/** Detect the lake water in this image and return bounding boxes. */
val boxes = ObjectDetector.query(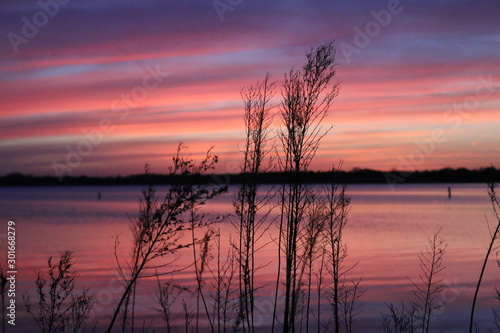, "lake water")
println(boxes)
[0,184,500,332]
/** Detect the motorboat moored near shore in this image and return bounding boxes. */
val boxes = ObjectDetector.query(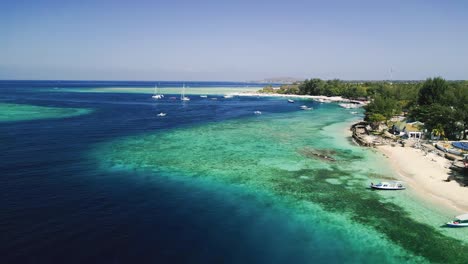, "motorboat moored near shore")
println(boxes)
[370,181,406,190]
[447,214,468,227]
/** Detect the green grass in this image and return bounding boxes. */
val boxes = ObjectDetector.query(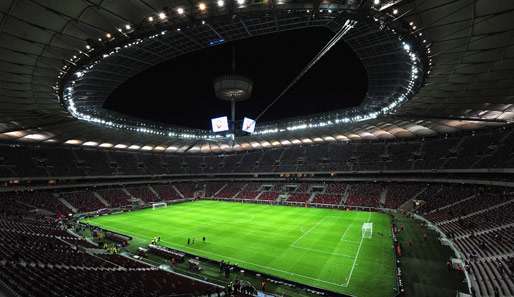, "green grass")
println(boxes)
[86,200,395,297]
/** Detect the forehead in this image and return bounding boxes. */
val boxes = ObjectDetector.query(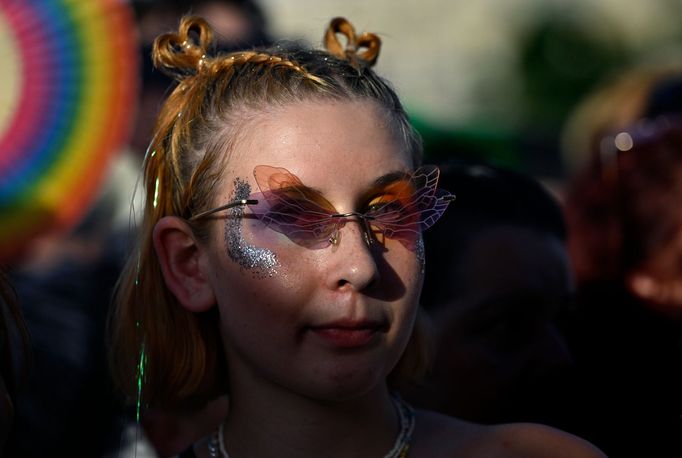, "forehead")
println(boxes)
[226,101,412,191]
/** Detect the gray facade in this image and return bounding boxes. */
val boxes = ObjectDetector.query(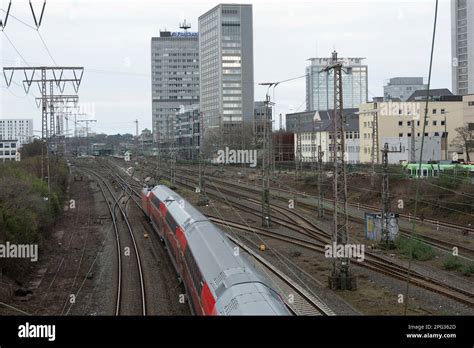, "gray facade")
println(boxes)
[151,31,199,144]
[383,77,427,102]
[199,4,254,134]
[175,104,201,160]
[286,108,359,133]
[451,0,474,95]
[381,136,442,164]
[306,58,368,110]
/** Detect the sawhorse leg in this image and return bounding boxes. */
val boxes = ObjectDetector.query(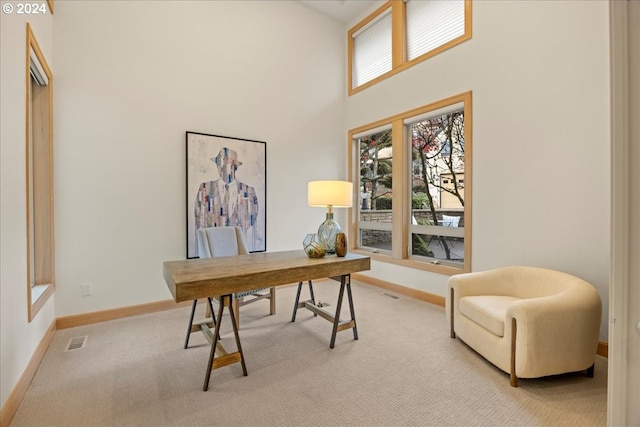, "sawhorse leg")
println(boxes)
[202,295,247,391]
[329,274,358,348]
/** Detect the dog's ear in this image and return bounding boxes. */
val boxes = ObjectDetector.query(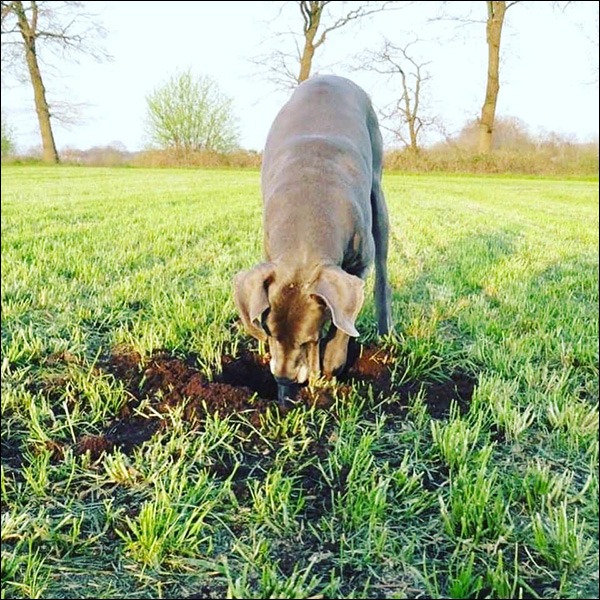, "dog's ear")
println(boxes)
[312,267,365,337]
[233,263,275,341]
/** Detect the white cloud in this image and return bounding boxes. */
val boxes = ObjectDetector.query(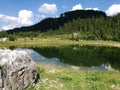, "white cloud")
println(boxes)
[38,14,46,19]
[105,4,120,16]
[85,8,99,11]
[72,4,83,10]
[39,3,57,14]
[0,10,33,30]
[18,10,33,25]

Given request:
List every line above that contains the word "return".

The reply:
/** Detect the lake water in this image and return bounding boxes. */
/** Detect the motorboat moored near shore in this image and return bounding boxes. */
/** Detect the green grass in this image and return bounding boxes. */
/** Detect the forehead in this image and return bounding boxes. */
/** Detect the gray facade in this image and return bounding boxes. */
/** Detect the sawhorse leg in this image and return bounding boxes. */
/** Detect the dog's ear in this image and return bounding boxes. */
/** Detect the white cloud in this image and return bounding boxes. */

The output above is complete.